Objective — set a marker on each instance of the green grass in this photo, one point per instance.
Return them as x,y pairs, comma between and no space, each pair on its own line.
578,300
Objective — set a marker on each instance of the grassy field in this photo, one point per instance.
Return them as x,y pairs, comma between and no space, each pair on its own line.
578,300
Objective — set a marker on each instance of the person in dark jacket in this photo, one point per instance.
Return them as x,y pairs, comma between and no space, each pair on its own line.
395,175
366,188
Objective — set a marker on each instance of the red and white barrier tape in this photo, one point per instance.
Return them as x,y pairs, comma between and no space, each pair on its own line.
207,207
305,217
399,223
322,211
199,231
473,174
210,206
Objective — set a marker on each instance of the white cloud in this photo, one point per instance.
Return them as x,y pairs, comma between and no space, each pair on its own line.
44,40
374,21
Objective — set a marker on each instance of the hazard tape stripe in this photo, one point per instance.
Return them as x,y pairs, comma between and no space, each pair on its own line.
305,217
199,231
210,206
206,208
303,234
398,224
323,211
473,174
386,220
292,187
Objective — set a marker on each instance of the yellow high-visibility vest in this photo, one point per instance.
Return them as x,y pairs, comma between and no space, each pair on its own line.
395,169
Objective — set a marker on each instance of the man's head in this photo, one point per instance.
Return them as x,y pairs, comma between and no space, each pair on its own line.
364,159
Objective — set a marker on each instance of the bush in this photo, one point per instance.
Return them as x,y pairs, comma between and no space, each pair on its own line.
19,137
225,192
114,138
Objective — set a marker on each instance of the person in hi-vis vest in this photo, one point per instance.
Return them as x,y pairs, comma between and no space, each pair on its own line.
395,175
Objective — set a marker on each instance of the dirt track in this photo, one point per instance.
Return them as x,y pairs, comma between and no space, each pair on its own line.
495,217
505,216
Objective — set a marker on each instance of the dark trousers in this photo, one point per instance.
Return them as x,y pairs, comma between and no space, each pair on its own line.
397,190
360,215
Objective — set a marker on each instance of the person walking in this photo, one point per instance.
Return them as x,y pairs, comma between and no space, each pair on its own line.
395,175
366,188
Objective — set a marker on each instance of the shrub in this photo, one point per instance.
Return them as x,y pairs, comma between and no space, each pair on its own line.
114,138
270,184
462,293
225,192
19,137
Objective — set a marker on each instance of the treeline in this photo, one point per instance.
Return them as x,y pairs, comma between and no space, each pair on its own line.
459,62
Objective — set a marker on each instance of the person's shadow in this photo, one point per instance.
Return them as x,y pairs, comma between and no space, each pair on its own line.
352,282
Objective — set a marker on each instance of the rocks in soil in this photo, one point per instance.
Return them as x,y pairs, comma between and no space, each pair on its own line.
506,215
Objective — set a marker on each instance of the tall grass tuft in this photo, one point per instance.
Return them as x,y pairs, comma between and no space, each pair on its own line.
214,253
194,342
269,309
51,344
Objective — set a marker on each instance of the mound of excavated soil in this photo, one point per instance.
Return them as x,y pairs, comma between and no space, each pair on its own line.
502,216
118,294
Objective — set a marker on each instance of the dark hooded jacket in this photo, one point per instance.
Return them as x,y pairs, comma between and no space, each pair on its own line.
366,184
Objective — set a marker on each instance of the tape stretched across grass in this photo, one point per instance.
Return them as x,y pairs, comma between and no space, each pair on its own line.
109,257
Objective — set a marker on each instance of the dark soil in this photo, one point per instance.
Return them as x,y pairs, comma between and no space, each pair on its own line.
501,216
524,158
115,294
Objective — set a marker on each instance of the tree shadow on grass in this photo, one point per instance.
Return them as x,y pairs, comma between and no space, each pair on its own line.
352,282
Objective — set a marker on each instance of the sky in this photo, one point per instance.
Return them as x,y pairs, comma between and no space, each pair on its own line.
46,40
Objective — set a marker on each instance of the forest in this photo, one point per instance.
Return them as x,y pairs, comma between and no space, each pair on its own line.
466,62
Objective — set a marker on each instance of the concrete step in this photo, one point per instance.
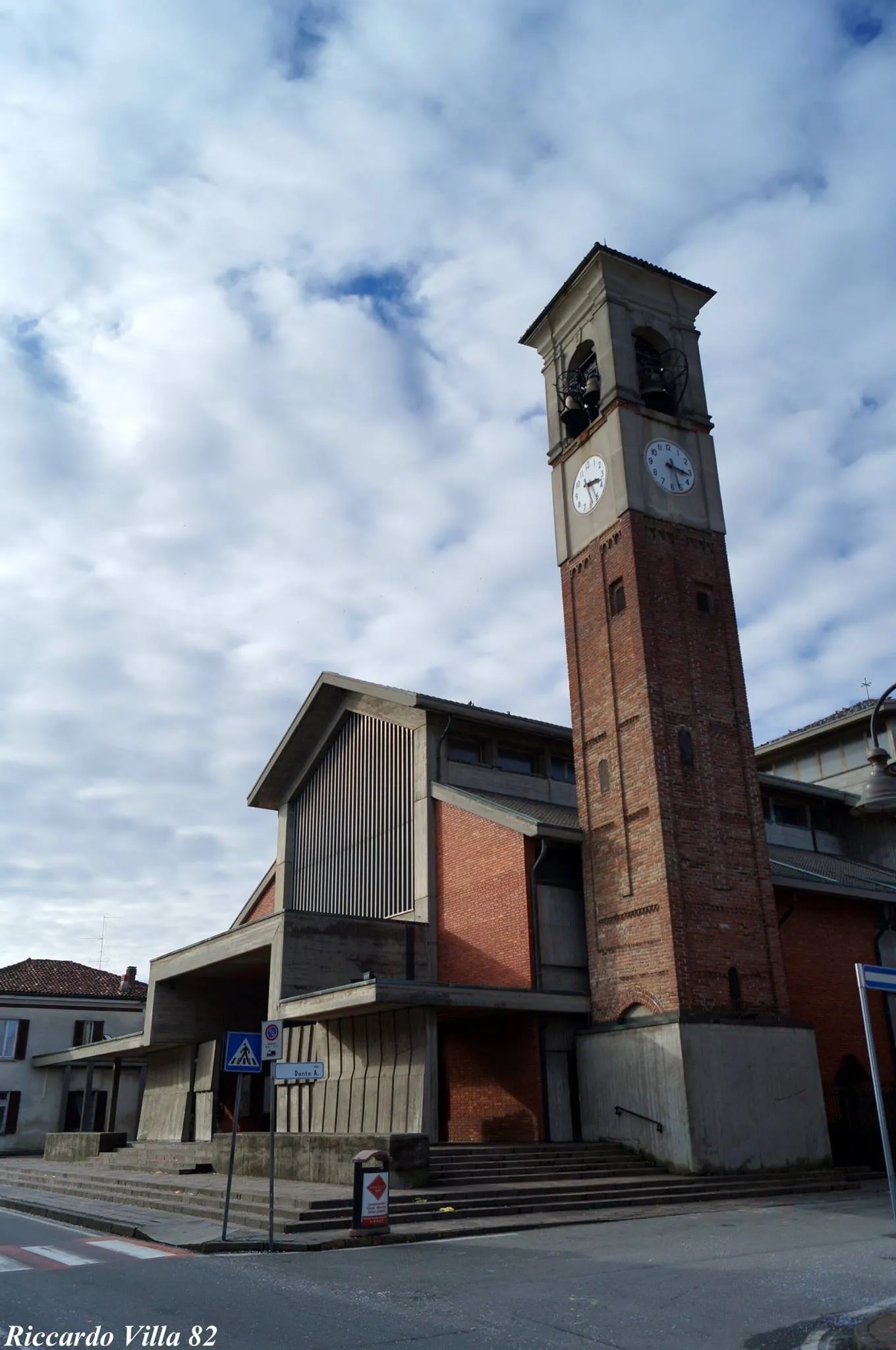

================================

**What the task requires:** Look above for the line holding "Objective — set a marker on each instance of the yellow" and the line holding "Objective — set a marker on each instance of the man's", then output exactly those two lines and every line between them, nothing more.

**Answer section:**
Objective — set a marker on each instance of the yellow high-visibility vest in this photo, one point per instance.
Return them as x,y pairs, comma between and no space, each pair on its own line.
395,169
Objective — set a marker on each instance of the man's head in this photo, one point per instance.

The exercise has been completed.